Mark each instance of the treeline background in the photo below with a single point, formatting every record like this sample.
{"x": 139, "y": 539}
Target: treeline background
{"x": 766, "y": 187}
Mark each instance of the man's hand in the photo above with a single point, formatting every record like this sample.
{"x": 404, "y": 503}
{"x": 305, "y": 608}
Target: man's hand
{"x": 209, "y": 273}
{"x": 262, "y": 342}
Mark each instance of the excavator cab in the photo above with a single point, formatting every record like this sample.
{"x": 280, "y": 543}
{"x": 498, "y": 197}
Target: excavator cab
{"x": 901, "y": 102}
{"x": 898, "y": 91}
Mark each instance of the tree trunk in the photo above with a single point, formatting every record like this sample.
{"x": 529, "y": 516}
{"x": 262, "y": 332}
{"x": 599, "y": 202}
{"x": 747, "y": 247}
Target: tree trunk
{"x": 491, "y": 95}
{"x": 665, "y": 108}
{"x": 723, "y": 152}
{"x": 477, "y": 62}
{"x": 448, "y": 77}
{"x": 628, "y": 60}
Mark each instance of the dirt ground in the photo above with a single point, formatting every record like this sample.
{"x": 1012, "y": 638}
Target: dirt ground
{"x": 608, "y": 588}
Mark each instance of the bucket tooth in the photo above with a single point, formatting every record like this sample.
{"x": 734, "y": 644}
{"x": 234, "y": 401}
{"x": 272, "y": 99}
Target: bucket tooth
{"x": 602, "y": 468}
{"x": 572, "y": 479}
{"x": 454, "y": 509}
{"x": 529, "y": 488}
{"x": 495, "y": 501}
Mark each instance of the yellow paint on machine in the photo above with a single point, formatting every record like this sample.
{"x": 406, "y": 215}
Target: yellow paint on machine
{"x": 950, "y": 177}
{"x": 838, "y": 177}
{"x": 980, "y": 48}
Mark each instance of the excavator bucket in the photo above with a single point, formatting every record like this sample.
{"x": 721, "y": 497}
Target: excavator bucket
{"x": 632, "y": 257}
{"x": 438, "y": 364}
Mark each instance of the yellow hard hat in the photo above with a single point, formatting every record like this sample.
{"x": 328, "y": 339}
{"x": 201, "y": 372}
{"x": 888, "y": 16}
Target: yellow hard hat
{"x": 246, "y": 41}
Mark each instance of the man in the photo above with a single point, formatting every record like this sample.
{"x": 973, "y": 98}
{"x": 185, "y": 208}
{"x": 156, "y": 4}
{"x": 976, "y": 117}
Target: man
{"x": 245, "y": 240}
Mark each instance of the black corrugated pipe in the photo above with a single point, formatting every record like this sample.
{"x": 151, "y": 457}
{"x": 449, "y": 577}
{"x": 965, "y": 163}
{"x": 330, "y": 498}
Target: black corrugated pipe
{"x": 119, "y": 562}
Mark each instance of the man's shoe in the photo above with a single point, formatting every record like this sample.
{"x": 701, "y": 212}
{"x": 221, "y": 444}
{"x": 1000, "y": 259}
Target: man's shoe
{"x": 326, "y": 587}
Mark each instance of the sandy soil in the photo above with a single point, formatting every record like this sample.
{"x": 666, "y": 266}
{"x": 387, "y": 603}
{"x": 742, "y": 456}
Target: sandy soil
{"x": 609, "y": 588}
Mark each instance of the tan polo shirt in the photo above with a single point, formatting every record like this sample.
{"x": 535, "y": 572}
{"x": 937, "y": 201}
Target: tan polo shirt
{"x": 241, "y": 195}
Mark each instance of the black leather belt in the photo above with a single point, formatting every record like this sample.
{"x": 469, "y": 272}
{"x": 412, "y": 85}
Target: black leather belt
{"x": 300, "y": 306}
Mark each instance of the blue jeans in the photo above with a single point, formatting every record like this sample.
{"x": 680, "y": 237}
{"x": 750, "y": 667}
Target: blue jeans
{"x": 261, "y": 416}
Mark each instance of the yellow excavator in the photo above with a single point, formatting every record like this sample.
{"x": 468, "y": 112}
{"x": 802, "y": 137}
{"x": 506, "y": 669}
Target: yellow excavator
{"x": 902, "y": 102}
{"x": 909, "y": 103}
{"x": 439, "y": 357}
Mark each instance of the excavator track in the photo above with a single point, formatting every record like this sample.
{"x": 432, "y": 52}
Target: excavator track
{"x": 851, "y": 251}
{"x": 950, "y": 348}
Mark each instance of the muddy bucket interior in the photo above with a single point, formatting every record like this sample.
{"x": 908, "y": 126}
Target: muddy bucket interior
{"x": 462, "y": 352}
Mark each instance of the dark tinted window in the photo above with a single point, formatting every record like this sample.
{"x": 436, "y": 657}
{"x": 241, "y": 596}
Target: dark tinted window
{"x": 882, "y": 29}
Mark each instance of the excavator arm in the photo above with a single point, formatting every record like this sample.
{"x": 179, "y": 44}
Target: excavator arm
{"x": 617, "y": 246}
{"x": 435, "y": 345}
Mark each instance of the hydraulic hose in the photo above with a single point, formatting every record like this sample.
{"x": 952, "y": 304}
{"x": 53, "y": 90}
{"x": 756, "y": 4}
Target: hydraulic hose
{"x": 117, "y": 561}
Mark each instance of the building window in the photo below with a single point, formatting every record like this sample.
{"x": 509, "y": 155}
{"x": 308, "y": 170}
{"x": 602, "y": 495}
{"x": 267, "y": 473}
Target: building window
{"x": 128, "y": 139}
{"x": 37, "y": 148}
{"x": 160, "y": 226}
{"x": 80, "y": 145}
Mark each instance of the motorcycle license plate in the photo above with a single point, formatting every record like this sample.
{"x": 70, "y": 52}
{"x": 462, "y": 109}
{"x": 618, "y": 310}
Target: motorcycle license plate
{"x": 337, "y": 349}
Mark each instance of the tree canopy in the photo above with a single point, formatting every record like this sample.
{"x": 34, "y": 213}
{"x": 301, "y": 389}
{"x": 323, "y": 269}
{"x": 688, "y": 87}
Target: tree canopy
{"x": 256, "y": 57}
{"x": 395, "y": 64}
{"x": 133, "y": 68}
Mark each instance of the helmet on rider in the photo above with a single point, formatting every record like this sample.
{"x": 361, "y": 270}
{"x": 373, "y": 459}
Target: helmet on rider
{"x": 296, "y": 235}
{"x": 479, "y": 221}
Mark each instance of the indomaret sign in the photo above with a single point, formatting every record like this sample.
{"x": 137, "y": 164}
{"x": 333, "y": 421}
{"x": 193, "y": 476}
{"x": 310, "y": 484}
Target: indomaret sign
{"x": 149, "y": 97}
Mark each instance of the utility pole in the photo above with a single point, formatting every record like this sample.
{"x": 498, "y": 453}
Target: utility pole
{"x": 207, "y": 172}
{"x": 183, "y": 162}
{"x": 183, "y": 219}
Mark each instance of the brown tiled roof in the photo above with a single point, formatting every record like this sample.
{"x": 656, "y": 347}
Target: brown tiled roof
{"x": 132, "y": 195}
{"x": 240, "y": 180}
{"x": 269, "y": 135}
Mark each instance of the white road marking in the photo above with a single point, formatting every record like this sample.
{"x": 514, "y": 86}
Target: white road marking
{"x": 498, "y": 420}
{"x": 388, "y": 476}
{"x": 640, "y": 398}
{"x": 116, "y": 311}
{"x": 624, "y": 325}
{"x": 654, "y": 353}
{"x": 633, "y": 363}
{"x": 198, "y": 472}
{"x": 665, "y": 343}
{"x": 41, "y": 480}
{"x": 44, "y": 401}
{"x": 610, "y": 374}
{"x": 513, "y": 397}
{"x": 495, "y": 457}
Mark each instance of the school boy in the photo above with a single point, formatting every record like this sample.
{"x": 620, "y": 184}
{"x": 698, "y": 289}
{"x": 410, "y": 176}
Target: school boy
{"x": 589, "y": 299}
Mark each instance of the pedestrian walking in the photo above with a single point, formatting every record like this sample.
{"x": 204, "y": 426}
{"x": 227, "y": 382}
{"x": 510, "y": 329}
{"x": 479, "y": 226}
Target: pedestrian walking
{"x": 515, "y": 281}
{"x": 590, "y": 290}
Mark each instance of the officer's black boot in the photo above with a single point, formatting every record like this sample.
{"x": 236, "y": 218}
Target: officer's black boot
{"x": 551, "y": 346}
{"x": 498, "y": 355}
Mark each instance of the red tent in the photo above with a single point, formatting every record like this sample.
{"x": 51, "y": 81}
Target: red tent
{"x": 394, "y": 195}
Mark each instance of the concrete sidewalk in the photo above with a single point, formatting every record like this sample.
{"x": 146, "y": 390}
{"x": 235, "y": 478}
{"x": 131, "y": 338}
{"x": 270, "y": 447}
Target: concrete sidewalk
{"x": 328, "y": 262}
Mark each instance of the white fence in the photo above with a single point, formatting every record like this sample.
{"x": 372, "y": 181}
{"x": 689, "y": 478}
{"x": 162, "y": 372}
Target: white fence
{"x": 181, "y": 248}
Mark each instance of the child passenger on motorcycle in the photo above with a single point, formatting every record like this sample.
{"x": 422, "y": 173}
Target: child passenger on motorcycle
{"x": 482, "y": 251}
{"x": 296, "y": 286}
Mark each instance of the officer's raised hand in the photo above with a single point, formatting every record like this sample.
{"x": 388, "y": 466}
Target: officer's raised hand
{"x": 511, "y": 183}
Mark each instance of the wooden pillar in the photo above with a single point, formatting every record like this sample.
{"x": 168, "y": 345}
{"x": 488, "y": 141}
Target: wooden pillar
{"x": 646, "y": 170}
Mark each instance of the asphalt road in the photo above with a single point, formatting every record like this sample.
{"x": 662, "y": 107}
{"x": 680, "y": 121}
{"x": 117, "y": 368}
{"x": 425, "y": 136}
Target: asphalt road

- PROMPT
Rewrite the stretch from the line containing "Mark each instance of the white fence" through the last of the rows as a numbered list, omitting blank lines.

- FULL RESPONSE
1. Mark each instance of the white fence in the photo above with a single point, formatting every record like this sample.
2. {"x": 372, "y": 181}
3. {"x": 689, "y": 478}
4. {"x": 162, "y": 372}
5. Target: white fence
6. {"x": 181, "y": 248}
7. Mark each instance of the child passenger on motorcycle in the photo above with a single point, formatting every record like this sample.
8. {"x": 422, "y": 173}
9. Target: child passenger on motorcycle
10. {"x": 482, "y": 251}
11. {"x": 296, "y": 286}
12. Mark each instance of the officer's raised hand in the photo above with a single point, formatting every record like this sample.
13. {"x": 388, "y": 466}
14. Target: officer's raised hand
15. {"x": 511, "y": 183}
16. Mark each instance of the wooden pillar in the photo above with a single point, formatting every record like this sample.
17. {"x": 168, "y": 345}
18. {"x": 488, "y": 141}
19. Target: wooden pillar
20. {"x": 646, "y": 170}
21. Mark each instance of the asphalt road in the photo above with a single point, formatting every record like this sample.
22. {"x": 662, "y": 107}
23. {"x": 680, "y": 121}
24. {"x": 117, "y": 368}
25. {"x": 425, "y": 136}
26. Target: asphalt road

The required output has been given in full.